> Given exercise
Could you write out the items below again with "Segmentation" switched to "Outline" everywhere, keeping every other part unchanged and leaving out the pictures?

(Stored items)
— Begin —

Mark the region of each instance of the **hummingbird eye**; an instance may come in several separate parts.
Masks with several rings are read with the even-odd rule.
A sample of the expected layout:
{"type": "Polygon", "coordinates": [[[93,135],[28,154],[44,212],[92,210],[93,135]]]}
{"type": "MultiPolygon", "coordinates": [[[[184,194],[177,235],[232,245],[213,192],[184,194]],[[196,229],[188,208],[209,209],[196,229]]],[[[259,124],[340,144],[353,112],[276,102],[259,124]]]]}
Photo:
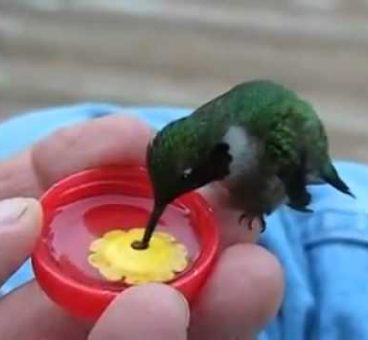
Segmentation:
{"type": "Polygon", "coordinates": [[[190,175],[192,174],[193,169],[192,168],[187,168],[183,171],[182,177],[183,179],[187,179],[190,177],[190,175]]]}

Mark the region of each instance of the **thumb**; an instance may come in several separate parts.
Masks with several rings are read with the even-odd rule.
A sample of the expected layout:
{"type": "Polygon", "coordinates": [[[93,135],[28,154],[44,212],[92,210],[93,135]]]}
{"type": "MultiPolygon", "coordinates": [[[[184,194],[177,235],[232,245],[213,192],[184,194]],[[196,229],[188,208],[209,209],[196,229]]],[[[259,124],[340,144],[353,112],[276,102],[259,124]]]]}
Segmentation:
{"type": "Polygon", "coordinates": [[[176,290],[163,284],[127,289],[101,316],[89,340],[186,340],[189,307],[176,290]]]}
{"type": "Polygon", "coordinates": [[[0,285],[32,252],[41,225],[41,207],[32,198],[0,201],[0,285]]]}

— End —

> Written reply
Mark the region of each instance of the **hummingbird eye**; an instance may come in several separate parts.
Masks with several rings are read with the even-odd rule.
A sample of the expected layout:
{"type": "Polygon", "coordinates": [[[93,135],[28,154],[44,212],[92,210],[93,135]]]}
{"type": "MultiPolygon", "coordinates": [[[[184,194],[177,235],[232,245],[213,192],[184,194]],[[196,229],[188,208],[209,209],[196,229]]],[[[259,124],[340,144],[353,112],[276,102],[259,124]]]]}
Photo:
Outline:
{"type": "Polygon", "coordinates": [[[190,175],[192,174],[193,169],[192,168],[187,168],[183,171],[182,177],[183,179],[187,179],[190,177],[190,175]]]}

Mark the region of each instance of the **thumb**; an instance may come in several separate parts.
Masks with several rings are read with the even-odd rule.
A sample of the expected layout:
{"type": "Polygon", "coordinates": [[[93,135],[28,154],[44,212],[92,210],[93,135]]]}
{"type": "MultiPolygon", "coordinates": [[[[184,194],[177,235],[232,245],[213,192],[184,194]],[[196,229],[188,208],[209,209],[196,229]]],[[[259,124],[340,144],[353,112],[276,102],[259,124]]]]}
Outline:
{"type": "Polygon", "coordinates": [[[176,290],[163,284],[127,289],[101,316],[89,340],[186,340],[189,307],[176,290]]]}
{"type": "Polygon", "coordinates": [[[0,285],[32,252],[41,225],[41,207],[32,198],[0,201],[0,285]]]}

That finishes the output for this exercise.